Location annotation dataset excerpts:
====================
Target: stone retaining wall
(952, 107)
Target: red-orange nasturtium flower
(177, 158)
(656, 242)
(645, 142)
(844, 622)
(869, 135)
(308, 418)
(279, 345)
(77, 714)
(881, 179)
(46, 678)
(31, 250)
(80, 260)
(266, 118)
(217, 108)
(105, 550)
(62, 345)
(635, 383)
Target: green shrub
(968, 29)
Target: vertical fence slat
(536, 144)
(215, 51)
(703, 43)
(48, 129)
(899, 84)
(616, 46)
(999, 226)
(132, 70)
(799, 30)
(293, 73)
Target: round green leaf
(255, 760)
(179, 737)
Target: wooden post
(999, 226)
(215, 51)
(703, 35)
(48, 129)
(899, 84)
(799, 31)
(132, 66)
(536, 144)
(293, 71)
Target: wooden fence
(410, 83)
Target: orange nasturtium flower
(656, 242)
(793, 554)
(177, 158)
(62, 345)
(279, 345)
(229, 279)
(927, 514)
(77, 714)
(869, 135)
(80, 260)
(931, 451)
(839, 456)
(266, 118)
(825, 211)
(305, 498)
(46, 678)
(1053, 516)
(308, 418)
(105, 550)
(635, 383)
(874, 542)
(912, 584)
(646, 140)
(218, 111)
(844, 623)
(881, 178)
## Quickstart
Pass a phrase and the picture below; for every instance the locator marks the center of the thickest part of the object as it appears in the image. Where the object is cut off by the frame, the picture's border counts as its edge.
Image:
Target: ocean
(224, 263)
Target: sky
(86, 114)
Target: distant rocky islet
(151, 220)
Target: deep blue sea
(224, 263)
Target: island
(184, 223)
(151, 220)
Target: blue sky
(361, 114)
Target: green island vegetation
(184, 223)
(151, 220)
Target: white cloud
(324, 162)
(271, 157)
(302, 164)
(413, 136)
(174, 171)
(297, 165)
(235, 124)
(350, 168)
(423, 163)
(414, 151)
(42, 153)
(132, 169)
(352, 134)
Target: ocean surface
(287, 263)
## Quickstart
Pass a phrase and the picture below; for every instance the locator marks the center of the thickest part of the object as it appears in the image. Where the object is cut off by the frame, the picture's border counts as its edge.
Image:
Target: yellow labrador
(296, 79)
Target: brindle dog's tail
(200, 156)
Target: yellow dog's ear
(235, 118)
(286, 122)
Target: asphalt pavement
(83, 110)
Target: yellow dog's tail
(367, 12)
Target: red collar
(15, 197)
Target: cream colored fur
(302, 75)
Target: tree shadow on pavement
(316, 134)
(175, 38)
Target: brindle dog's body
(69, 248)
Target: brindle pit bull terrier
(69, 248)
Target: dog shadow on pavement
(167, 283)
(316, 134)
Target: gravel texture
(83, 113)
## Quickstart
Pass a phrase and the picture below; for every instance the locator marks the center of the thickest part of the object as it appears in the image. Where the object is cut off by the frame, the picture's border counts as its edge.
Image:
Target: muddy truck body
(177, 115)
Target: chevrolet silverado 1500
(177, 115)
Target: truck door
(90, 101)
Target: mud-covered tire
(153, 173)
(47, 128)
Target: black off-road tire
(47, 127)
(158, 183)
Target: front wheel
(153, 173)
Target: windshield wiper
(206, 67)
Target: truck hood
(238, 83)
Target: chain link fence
====================
» **THE REQUEST**
The entries above must be returned in full, exactly as shown.

» **WRITTEN SOLUTION**
Target: stone retaining wall
(952, 107)
Target: red-orange nasturtium flower
(177, 158)
(656, 242)
(645, 142)
(844, 622)
(869, 135)
(308, 418)
(279, 345)
(77, 714)
(881, 179)
(46, 678)
(31, 250)
(80, 260)
(266, 118)
(217, 108)
(105, 550)
(62, 345)
(635, 383)
Target: green shrub
(968, 29)
Target: vertical fence slat
(536, 144)
(215, 51)
(703, 43)
(48, 129)
(899, 84)
(616, 46)
(999, 226)
(132, 70)
(799, 30)
(293, 73)
Target: round green leaf
(255, 760)
(179, 737)
Target: wooden post
(999, 226)
(215, 51)
(703, 35)
(48, 129)
(899, 84)
(799, 31)
(132, 66)
(536, 144)
(293, 71)
Target: wooden fence
(410, 83)
Target: orange nasturtium flower
(656, 242)
(793, 554)
(177, 158)
(62, 345)
(279, 345)
(229, 279)
(927, 514)
(77, 714)
(869, 135)
(80, 260)
(931, 451)
(839, 456)
(266, 118)
(825, 211)
(305, 498)
(46, 678)
(1053, 516)
(308, 418)
(105, 550)
(635, 383)
(874, 542)
(912, 584)
(646, 140)
(218, 111)
(844, 623)
(881, 178)
## Quickstart
Pass a phrase and the picture below; for every instance the locator marks the center of the thickest part of the object as it appears in the image. Where the object is cut off by the frame, the picture's border counts as its edge.
Image:
Target: ocean
(224, 263)
Target: sky
(86, 114)
Target: distant rocky islet
(151, 220)
Target: deep blue sea
(224, 263)
Target: island
(184, 223)
(151, 220)
Target: blue sky
(361, 114)
Target: green island vegetation
(184, 223)
(151, 220)
Target: white cloud
(324, 162)
(271, 157)
(302, 164)
(413, 136)
(174, 171)
(297, 165)
(235, 124)
(350, 168)
(423, 163)
(414, 151)
(42, 153)
(132, 169)
(352, 134)
Target: ocean surface
(287, 263)
## Quickstart
Pass a phrase and the picture below; for every instance the locator marks the center of the thickest part of the object as it appears in the image. Where the object is cut off by the frame, the picture's border counts as its edge.
Image:
Target: yellow labrador
(296, 79)
Target: brindle dog's tail
(200, 156)
Target: yellow dog's ear
(235, 118)
(286, 122)
Target: asphalt pavement
(83, 110)
Target: yellow dog's tail
(367, 12)
Target: red collar
(15, 197)
Target: cream colored fur
(302, 75)
Target: tree shadow on pavement
(316, 134)
(175, 38)
Target: brindle dog's body
(69, 248)
Target: brindle pit bull terrier
(69, 248)
Target: dog shadow on pavement
(167, 283)
(316, 134)
Target: gravel texture
(83, 113)
## Quickstart
Pass a phrase and the picture below; for every instance the locator marks the center of the thickest part of the object as it appears in the image. Where the object is cut off by the frame, the picture's border counts as its edge.
Image:
Target: muddy truck body
(177, 115)
Target: chevrolet silverado 1500
(177, 115)
Target: truck door
(90, 101)
Target: mud-covered tire
(153, 173)
(47, 128)
Target: black off-road tire
(47, 127)
(158, 183)
Target: front wheel
(153, 173)
Target: windshield wiper
(206, 67)
Target: truck hood
(238, 83)
Target: chain link fence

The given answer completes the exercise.